* _Goal of the exercise_: Report each line of the data that has "jeans" somewhere in it.

* _Natural language region descriptions_:
>>

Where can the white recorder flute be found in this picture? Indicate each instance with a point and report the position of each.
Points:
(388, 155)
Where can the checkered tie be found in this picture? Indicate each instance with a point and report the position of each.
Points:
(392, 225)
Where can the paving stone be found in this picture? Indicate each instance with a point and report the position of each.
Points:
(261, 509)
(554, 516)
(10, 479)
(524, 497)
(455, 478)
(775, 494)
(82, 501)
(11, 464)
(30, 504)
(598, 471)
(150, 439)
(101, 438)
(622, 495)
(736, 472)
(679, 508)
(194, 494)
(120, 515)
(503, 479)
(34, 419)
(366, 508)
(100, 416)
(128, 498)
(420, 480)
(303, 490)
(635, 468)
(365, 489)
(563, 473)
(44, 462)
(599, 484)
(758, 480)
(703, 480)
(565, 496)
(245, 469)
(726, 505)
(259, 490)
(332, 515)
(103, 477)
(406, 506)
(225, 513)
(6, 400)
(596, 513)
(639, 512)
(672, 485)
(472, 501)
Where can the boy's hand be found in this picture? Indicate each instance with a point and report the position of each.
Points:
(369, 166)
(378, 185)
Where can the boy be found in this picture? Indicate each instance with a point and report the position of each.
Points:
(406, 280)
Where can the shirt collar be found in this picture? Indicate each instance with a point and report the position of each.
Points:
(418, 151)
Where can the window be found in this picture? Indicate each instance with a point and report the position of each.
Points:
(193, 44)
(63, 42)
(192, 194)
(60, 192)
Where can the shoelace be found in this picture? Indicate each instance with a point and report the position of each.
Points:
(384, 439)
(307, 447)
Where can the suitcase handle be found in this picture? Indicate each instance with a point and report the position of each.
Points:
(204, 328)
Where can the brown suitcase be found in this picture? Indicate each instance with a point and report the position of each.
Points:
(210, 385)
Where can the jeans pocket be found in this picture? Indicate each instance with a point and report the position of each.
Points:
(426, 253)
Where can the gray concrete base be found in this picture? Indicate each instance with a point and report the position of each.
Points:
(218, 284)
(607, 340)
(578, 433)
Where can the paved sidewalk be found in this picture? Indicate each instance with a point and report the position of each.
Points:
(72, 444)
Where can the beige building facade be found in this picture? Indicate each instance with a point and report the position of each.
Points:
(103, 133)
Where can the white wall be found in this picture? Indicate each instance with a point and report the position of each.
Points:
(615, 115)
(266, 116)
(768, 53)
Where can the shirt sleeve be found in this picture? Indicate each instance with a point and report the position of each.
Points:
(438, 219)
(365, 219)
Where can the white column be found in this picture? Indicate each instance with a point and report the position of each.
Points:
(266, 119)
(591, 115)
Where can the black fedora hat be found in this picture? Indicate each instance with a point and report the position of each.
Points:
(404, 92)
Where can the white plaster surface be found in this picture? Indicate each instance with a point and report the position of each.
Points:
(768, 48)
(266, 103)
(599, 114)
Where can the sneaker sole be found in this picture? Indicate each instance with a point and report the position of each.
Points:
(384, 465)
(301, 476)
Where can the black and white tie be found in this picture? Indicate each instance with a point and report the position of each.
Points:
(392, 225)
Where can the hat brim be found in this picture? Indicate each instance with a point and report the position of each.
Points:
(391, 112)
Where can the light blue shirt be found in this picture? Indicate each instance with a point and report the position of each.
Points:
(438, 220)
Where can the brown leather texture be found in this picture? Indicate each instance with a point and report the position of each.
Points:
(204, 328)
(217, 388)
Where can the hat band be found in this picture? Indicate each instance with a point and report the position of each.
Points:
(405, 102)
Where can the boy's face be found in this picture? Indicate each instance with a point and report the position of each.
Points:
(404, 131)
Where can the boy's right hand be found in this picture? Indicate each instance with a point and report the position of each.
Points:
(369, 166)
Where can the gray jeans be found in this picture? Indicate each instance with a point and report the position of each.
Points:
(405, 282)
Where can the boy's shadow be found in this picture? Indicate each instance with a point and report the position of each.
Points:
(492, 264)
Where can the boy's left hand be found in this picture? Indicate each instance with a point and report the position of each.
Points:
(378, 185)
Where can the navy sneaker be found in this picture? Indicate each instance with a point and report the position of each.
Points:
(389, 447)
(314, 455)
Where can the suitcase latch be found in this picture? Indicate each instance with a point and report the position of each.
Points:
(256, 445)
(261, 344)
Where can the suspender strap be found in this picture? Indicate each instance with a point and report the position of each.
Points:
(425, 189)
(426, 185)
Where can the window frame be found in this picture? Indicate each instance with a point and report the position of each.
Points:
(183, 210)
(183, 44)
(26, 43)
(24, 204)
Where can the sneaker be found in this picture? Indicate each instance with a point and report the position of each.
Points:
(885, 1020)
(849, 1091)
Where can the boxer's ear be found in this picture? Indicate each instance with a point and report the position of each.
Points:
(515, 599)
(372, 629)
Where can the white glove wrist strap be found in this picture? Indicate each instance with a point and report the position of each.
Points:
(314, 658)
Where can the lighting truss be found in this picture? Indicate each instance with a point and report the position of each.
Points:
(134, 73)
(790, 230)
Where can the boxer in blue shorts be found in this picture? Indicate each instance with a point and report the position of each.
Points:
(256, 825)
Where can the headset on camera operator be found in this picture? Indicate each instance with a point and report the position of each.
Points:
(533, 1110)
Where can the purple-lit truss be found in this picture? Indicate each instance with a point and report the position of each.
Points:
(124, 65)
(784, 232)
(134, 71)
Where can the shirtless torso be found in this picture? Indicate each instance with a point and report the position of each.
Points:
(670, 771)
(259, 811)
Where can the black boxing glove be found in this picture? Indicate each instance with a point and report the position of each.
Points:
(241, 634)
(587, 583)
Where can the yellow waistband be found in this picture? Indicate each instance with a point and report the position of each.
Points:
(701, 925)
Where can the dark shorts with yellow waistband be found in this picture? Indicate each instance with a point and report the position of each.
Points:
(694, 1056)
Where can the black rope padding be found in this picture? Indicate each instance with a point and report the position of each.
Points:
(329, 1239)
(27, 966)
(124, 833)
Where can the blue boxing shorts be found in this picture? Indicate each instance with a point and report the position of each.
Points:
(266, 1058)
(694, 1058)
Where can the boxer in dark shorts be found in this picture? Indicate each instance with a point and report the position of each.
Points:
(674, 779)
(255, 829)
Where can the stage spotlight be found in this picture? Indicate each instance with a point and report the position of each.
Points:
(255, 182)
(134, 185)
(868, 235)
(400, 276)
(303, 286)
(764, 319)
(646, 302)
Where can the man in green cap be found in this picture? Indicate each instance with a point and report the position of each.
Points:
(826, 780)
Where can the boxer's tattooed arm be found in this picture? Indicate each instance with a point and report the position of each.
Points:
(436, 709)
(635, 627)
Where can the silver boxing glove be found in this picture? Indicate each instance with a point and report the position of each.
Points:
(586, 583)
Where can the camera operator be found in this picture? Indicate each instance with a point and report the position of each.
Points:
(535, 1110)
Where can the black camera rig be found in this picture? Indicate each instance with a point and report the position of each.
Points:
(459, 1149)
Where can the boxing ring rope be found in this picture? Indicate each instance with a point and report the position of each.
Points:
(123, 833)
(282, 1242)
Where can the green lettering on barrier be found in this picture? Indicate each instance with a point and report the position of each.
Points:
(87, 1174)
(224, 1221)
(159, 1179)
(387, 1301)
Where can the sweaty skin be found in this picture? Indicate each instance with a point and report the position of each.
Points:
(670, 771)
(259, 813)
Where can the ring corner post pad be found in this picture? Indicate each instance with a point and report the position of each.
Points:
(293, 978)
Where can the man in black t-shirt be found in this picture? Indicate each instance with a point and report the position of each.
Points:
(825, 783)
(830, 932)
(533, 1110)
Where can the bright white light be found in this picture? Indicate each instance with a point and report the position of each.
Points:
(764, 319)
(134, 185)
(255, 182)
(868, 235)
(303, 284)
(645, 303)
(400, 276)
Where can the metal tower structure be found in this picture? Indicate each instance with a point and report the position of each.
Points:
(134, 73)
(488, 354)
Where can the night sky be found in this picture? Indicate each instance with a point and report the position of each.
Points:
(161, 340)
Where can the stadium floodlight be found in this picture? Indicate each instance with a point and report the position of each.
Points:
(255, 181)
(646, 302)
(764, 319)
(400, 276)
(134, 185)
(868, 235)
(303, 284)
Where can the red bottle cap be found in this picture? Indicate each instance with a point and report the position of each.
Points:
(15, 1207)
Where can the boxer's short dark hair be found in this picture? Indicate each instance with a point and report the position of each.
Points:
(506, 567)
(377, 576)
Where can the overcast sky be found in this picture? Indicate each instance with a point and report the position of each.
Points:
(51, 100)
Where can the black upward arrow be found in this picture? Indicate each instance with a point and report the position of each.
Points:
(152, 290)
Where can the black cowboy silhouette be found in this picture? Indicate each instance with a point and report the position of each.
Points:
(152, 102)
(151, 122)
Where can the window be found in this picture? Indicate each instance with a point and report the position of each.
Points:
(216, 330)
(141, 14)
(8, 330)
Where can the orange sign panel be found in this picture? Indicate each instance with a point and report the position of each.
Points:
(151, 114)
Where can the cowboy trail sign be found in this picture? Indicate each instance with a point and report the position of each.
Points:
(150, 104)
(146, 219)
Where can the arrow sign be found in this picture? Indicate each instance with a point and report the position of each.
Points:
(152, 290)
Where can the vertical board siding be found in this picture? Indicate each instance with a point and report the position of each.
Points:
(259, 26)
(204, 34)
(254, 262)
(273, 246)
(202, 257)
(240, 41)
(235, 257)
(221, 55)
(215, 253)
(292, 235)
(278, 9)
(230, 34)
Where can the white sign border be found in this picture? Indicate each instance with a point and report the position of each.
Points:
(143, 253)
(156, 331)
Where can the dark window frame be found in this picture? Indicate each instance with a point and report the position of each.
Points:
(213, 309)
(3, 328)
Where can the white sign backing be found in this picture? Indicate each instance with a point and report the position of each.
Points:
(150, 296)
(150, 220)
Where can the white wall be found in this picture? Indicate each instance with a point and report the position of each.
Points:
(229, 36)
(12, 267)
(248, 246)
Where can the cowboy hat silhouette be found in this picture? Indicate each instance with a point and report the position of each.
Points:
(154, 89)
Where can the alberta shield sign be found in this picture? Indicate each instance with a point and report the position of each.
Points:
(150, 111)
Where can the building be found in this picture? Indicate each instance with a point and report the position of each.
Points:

<<

* _Result of this exercise_:
Where can the jeans pocket be found in this picture? Indicate each instance with a point and report the position of each.
Where can the gray jeans be found in this picture? Indicate each instance with a point and report the position of each.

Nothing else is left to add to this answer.